(Beginning of Data provided)
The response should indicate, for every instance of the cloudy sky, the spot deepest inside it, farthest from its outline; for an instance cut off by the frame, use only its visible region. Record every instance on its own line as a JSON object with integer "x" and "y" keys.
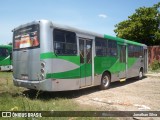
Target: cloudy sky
{"x": 94, "y": 15}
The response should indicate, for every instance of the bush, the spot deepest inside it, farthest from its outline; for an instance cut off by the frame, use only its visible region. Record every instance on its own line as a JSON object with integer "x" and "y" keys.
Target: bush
{"x": 155, "y": 65}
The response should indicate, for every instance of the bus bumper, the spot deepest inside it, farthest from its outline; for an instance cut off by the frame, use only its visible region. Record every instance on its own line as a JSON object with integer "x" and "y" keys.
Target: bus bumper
{"x": 44, "y": 85}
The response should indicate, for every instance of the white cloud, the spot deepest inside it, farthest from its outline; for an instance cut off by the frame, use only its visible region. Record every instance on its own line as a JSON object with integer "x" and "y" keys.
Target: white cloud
{"x": 102, "y": 16}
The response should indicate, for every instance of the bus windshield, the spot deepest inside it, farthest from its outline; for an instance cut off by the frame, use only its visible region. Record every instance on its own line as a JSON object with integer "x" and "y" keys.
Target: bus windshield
{"x": 27, "y": 37}
{"x": 3, "y": 52}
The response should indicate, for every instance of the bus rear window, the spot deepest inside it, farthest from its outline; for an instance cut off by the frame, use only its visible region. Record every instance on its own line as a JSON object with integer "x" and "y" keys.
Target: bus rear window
{"x": 27, "y": 37}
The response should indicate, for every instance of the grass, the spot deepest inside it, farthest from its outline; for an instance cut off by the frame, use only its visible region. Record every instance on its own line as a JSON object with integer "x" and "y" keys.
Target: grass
{"x": 13, "y": 98}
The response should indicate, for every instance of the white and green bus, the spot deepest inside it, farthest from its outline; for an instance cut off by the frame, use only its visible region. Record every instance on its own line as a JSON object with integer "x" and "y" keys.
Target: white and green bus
{"x": 52, "y": 57}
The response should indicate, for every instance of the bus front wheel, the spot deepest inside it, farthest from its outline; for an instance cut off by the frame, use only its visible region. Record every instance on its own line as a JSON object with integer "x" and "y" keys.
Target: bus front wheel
{"x": 105, "y": 81}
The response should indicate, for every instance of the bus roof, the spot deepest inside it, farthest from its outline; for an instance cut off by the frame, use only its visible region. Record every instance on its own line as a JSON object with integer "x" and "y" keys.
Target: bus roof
{"x": 6, "y": 46}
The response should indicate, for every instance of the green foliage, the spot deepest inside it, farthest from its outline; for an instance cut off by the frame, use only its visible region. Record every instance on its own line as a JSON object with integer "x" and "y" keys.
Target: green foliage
{"x": 142, "y": 26}
{"x": 155, "y": 65}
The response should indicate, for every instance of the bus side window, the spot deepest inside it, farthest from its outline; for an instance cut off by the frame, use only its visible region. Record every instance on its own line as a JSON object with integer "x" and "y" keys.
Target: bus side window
{"x": 101, "y": 47}
{"x": 112, "y": 48}
{"x": 64, "y": 42}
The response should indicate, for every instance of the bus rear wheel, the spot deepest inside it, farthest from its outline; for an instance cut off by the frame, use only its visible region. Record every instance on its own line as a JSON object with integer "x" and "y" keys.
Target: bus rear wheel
{"x": 105, "y": 81}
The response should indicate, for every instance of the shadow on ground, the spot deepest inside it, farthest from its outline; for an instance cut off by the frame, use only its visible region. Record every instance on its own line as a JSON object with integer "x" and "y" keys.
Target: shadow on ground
{"x": 33, "y": 94}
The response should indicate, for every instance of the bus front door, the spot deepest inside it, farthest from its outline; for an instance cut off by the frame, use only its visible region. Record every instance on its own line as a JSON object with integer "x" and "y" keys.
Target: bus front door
{"x": 85, "y": 52}
{"x": 122, "y": 61}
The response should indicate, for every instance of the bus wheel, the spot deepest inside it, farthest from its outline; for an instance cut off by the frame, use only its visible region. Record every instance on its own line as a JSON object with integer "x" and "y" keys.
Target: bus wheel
{"x": 140, "y": 76}
{"x": 105, "y": 81}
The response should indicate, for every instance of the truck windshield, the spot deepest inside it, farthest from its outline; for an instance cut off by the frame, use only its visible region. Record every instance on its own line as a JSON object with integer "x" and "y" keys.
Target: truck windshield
{"x": 27, "y": 37}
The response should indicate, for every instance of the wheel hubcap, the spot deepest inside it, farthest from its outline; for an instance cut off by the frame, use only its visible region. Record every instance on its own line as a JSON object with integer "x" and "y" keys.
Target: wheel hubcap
{"x": 105, "y": 81}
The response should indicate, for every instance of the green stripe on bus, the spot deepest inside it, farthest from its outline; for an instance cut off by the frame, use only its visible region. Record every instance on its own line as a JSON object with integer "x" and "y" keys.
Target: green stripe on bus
{"x": 72, "y": 73}
{"x": 50, "y": 55}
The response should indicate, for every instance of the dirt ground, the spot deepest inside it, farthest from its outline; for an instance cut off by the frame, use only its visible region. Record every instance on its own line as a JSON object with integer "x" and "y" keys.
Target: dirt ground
{"x": 131, "y": 95}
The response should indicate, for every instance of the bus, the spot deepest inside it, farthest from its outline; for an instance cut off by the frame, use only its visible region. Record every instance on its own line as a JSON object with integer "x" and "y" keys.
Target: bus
{"x": 5, "y": 57}
{"x": 52, "y": 57}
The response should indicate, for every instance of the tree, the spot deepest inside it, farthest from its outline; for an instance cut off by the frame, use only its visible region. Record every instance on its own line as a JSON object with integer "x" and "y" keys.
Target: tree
{"x": 142, "y": 26}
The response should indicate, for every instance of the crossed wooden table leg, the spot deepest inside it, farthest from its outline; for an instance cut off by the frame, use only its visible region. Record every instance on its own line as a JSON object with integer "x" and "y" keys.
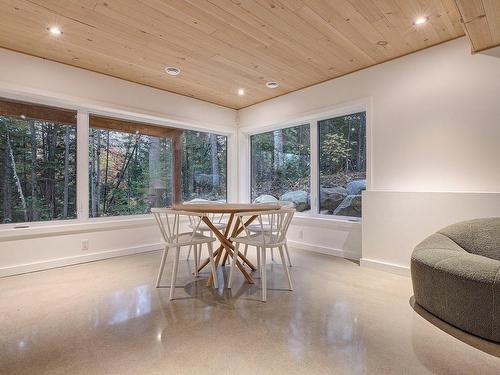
(End of Data provided)
> Exercise details
Could you reproduce the records above exactly, leaving out the pictures?

> Solution
The response should indicate, for every instance of the cloudy sky, the spot deepest inside it, farthest from its outline; for an instance cut off by the frame, use only its visible region. Record every instance on its own line as a JSON object with integer "x" and "y" keys.
Target: cloudy sky
{"x": 94, "y": 15}
The response should indicate, for every instance of the bush, the spot deepest inside it, farthest from its outline; for an instance cut off by the frame, use only its visible region. Record every instance on its own line as a JSON object with integer "x" and "y" keys.
Target: bush
{"x": 155, "y": 65}
The response should indicate, for every instance of the bus bumper, the spot deepest inside it, farthest from its outline; for an instance cut off by the frame, use only its visible region. Record every instance on its own line as a JSON object with integer "x" and "y" keys.
Target: bus bumper
{"x": 44, "y": 85}
The response should indicate, for every instance of the white cloud, the spot deepest inside it, farthest from its outline; for an instance cut off by the frame, use only its visible region. Record every instance on its own line as a JSON object with integer "x" and "y" keys.
Target: white cloud
{"x": 102, "y": 16}
The response should indicate, for every instance of the bus windshield, the spot deepest inside it, farthest from its outline; for an instance cut off by the frame, use only its visible region. Record every instance on its own line as a JSON object with integer "x" and "y" keys.
Target: bus windshield
{"x": 27, "y": 37}
{"x": 3, "y": 52}
The response should indicate, for every instance of the bus rear window, the spot deepest inside it, farthest from its outline; for an instance cut off by the frame, use only its visible region. Record every instance on its own line as a JSON object with integer "x" and "y" keys.
Target: bus rear window
{"x": 27, "y": 37}
The response should indicate, for every instance of the grass, the spot deepest inside it, farthest from its outline; for an instance cut off by the frame, use only its visible region. Record every instance on its own line as a JSON object with integer "x" and "y" keys.
Target: grass
{"x": 13, "y": 98}
The response should indicate, for every instance of the white and green bus, the spot deepest inside it, farthest from its outline; for an instance cut off by the frame, use only its visible region. Record every instance on its own line as a JSON object with integer "x" and "y" keys.
Target: white and green bus
{"x": 52, "y": 57}
The response should indicate, for every instance of the bus front wheel, the spot deepest inside it, farthest from its outline; for an instance cut off by the frame, use only its visible region. Record every instance on its own line as a JSON object with integer "x" and "y" keys.
Target: bus front wheel
{"x": 105, "y": 81}
The response should indicate, for every instance of the bus roof, the spot deepest inside it, farthest from its outline; for an instance cut off by the frame, use only its visible region. Record every instance on its own line as a JSON object with integer "x" and "y" keys.
Target: bus roof
{"x": 6, "y": 46}
The response should indicate, for every instance of the green foliage, the spot deepest inside it, farthest from its outline; for an instance cut off by the frame, use only its visible region. Record every instance on its own line as a JSON object with integer "x" and "y" keys.
Target: green foliage
{"x": 142, "y": 26}
{"x": 155, "y": 65}
The response should indicate, for every instance of the bus side window, the spot deepest inside it, farthest from its outline; for an instance cut off by the frame, use only its visible region. Record every instance on its own line as a JSON object with integer "x" and "y" keys.
Target: bus side window
{"x": 101, "y": 47}
{"x": 112, "y": 48}
{"x": 64, "y": 42}
The response should indicate, for every instance of the bus rear wheel, the spot deepest inside it, farthest from its outline; for an instance cut off by the frame, use only its visible region. Record every instance on its own line as a JSON object with integer "x" and "y" keys.
Target: bus rear wheel
{"x": 105, "y": 81}
The response should indicate, for every instance of the shadow on ground, the spot deepest inside it, farthest from its outline; for an instance cut off by the frame, use only its visible region. Record every instance on its own line as a JSON object with integer "x" and "y" keys.
Target: shadow on ground
{"x": 33, "y": 94}
The response should indicate, for every instance of the bus front door, the spot deepest inside it, farthest from its outline; for an instance cut off by the frame, use only its visible region. Record every instance on its own line as a JSON object with integer "x" and "y" keys.
Target: bus front door
{"x": 85, "y": 52}
{"x": 122, "y": 61}
The response should indicate, for every instance of the bus wheel, the spot deepest inside it, farthest from its outline; for an instance cut off by the frame, use only its visible region. Record every instance on its own line as a JSON object with integer "x" and "y" keys.
Target: bus wheel
{"x": 140, "y": 76}
{"x": 105, "y": 81}
The response should indicate, for every instance of the truck windshield, the spot deepest inside it, farthest from its outline; for an instance cut off by the frame, use only its visible region. Record every instance on its own line as a JSON object with integer "x" and "y" keys.
Target: truck windshield
{"x": 27, "y": 37}
The response should indicate, for every instance of the wheel hubcap, the spot deepest inside it, farthest from its outline; for an instance cut off by the frame, use only its visible region. Record every instance on its own line as a JSON object with integer "x" and "y" keys.
Target: wheel hubcap
{"x": 105, "y": 81}
The response should indicate, for every instance of the green stripe on bus, the spot deepest inside it, farthest from its outline; for an instance cut off by the frame, use only its visible region. Record every instance on its own line as a JSON object with integer "x" and "y" keys.
Target: green stripe on bus
{"x": 72, "y": 73}
{"x": 50, "y": 55}
The response should indicate, for every instance of the dirt ground, the spot deepest inside it, farthest from its outline; for an instance cut off by the frame, use only its visible region. Record every instance on its own line as a JSON object with integer "x" and "y" keys.
Target: dirt ground
{"x": 131, "y": 95}
The response should indicate, for every instance of the bus, the spot deepest inside it, farthest from its outline; for an instance cut off by the frame, use only its visible region. Record every instance on its own line as a JSON object with integer "x" and "y" keys.
Target: bus
{"x": 5, "y": 57}
{"x": 52, "y": 57}
The response should indicate, for every instance of the tree, the spot deepest inside it, farthest from its outline; for an instance cut off by the frame, use only its visible region. Record every instance on its own line as a JSON object with integer "x" and "y" keys.
Target: tree
{"x": 142, "y": 26}
The response should indicate, for every instance of the crossed wooden table leg, the spot deepest inside it, farthest from its outline; for an instance cut off by the frame, use only its visible region. Record every instance on its own line as a JSON object with integer "x" and "y" keys.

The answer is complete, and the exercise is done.